British Prime Minister Boris Johnson has survived a Tory revolt over plans to end online voting for MPs during the coronavirus crisis, as the UK government came under criticism from the equality watchdog.

Senior Conservatives, including a former cabinet minister, tabled amendments to government plans to force parliamentarians into the Commons in order to vote when they returned from recess today.

The Equality and Human Rights Commission (EHRC) wrote to all MPs to "raise our concern" ahead of a vote on the move, saying it "cannot be right" to exclude elected representatives.

The watchdog warned it would "place at significant disadvantage" MPs who are shielding or self-isolating due to age, disability, health or pregnancy, as well as those who will struggle to travel to Westminster.

MPs from Northern Ireland and Scotland also complained that continued restrictions on travel made it hard for them to be in London.

The proposal announced by Commons Leader Jacob Rees-Mogg saw parliamentarians forming queues several hundred metres long in order to obey social distancing rules - despite the Lords planning a move online.

It was approved by 261 votes to 163, majority 98, while an amendment to allow remote voting to return was defeated by 185 votes to 242, majority 57, following a 46-minute division.

Travel restrictions and social distancing have meant MPs haven't had to attend sittings in person

Some Conservative MPs rebelled when casting their vote, although full division lists have yet to be released.

Robert Halfon is among the senior Tories who say the move will turn individuals who, like him, are shielding and those who are ill or self-isolating into "parliamentary eunuchs".

The chairman of the Education Select Committee accused Mr Rees-Mogg and his superiors of lacking empathy, and displaying a "tough luck, we don't care" attitude.

"Clearly in this case, sadly, Jacob and the powers that be are being harsh and unbending. The MPs who genuinely cannot come in, our democratic rights are being snipped away and we're being turned into parliamentary eunuchs," Mr Halfon told the PA news agency.

"Not only will the hundreds of MPs, who for one reason or another will not be able to come in because they are affected by Covid, be denied their fundamental rights, but their constituents will not have a voice in Parliament because they will not be able to vote."

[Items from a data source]
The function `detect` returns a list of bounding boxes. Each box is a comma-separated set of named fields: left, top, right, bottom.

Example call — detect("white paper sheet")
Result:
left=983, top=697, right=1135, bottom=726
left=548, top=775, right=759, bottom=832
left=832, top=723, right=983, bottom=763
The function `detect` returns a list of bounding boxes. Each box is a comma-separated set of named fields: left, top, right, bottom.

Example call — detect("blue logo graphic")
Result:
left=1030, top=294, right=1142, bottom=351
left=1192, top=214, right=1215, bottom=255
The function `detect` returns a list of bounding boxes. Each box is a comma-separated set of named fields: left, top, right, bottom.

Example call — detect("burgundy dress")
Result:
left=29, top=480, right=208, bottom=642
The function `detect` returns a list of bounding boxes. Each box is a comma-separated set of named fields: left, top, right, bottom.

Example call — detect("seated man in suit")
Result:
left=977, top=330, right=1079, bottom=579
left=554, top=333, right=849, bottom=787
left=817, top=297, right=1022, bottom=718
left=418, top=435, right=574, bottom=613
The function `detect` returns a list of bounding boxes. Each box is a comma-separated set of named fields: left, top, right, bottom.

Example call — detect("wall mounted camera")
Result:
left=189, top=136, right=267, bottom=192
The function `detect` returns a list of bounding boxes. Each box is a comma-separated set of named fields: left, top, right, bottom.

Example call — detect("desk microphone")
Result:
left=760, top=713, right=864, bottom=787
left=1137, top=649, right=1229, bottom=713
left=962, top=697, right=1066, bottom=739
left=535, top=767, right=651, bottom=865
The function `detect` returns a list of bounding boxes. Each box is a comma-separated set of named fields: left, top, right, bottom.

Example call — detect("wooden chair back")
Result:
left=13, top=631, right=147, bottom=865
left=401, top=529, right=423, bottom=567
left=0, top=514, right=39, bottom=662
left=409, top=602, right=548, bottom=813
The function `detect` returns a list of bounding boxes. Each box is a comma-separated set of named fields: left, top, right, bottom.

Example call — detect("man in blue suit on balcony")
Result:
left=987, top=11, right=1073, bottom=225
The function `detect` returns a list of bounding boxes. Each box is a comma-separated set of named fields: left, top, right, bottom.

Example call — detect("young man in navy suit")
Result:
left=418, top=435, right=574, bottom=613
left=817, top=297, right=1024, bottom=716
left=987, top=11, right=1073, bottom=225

---

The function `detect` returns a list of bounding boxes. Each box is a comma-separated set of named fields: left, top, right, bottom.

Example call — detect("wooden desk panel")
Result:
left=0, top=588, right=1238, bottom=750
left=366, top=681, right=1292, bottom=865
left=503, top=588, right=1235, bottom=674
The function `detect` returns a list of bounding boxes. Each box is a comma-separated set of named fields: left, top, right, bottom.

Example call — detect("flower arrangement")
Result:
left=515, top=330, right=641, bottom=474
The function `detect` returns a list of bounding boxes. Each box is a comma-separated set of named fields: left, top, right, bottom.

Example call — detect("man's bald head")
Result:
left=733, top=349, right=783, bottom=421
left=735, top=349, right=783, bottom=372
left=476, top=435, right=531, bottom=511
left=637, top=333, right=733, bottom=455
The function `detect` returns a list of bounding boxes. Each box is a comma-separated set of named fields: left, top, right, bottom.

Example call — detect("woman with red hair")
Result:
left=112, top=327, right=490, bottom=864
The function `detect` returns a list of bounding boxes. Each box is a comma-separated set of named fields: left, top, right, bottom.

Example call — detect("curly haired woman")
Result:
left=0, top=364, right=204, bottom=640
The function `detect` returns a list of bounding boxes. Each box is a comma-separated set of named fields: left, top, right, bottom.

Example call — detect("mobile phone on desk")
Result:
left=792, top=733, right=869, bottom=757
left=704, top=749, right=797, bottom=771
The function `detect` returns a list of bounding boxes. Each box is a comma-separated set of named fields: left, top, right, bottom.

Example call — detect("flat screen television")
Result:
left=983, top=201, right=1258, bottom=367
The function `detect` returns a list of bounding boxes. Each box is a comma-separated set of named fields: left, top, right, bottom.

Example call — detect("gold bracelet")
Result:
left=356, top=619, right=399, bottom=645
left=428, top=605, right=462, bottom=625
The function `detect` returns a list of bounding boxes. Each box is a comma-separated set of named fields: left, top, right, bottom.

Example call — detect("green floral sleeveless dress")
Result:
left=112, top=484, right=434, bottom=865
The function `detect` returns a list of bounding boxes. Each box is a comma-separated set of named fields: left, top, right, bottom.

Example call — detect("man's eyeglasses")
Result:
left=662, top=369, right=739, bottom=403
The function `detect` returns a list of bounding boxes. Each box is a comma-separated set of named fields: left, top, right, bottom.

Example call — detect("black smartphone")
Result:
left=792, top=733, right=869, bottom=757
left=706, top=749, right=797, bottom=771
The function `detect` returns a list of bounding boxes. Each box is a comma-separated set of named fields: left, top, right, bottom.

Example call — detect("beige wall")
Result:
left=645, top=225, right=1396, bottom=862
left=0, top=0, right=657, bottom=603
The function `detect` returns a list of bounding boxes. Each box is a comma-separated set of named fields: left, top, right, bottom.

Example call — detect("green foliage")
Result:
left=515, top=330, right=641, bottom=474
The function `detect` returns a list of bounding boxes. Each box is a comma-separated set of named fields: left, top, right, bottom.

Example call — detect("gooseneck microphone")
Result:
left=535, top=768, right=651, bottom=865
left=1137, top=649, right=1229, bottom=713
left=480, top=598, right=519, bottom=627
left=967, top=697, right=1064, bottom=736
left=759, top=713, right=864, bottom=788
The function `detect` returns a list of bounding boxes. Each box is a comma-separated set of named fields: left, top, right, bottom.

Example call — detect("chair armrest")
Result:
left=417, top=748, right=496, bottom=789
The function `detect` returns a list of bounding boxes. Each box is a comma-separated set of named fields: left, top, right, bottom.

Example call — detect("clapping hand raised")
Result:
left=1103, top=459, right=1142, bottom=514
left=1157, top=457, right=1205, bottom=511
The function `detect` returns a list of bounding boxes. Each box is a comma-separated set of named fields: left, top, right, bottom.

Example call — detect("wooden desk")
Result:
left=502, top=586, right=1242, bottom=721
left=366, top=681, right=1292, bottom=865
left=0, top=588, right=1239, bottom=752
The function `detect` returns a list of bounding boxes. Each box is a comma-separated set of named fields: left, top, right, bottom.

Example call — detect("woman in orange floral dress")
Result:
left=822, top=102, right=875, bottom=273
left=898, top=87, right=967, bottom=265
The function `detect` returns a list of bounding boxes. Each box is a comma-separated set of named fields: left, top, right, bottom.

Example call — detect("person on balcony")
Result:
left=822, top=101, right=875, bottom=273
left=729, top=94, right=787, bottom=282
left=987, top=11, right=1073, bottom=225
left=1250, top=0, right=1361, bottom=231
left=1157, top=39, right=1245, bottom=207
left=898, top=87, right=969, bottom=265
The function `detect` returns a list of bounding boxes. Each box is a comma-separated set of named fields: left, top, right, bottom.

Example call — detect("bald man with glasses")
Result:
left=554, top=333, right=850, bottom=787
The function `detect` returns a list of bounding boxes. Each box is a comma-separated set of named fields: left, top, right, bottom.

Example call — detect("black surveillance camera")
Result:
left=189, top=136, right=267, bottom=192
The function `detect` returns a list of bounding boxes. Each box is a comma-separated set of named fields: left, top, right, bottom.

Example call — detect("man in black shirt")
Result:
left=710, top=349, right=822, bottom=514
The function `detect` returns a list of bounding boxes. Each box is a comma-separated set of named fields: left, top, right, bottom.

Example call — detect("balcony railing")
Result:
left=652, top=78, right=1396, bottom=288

■ **Aim of the task**
Rewrite the article from "MPs from Northern" to "to be released.", putting "lines" in place of "queues". The records have no connection to the article.

■ **Answer section**
MPs from Northern Ireland and Scotland also complained that continued restrictions on travel made it hard for them to be in London.

The proposal announced by Commons Leader Jacob Rees-Mogg saw parliamentarians forming lines several hundred metres long in order to obey social distancing rules - despite the Lords planning a move online.

It was approved by 261 votes to 163, majority 98, while an amendment to allow remote voting to return was defeated by 185 votes to 242, majority 57, following a 46-minute division.

Travel restrictions and social distancing have meant MPs haven't had to attend sittings in person

Some Conservative MPs rebelled when casting their vote, although full division lists have yet to be released.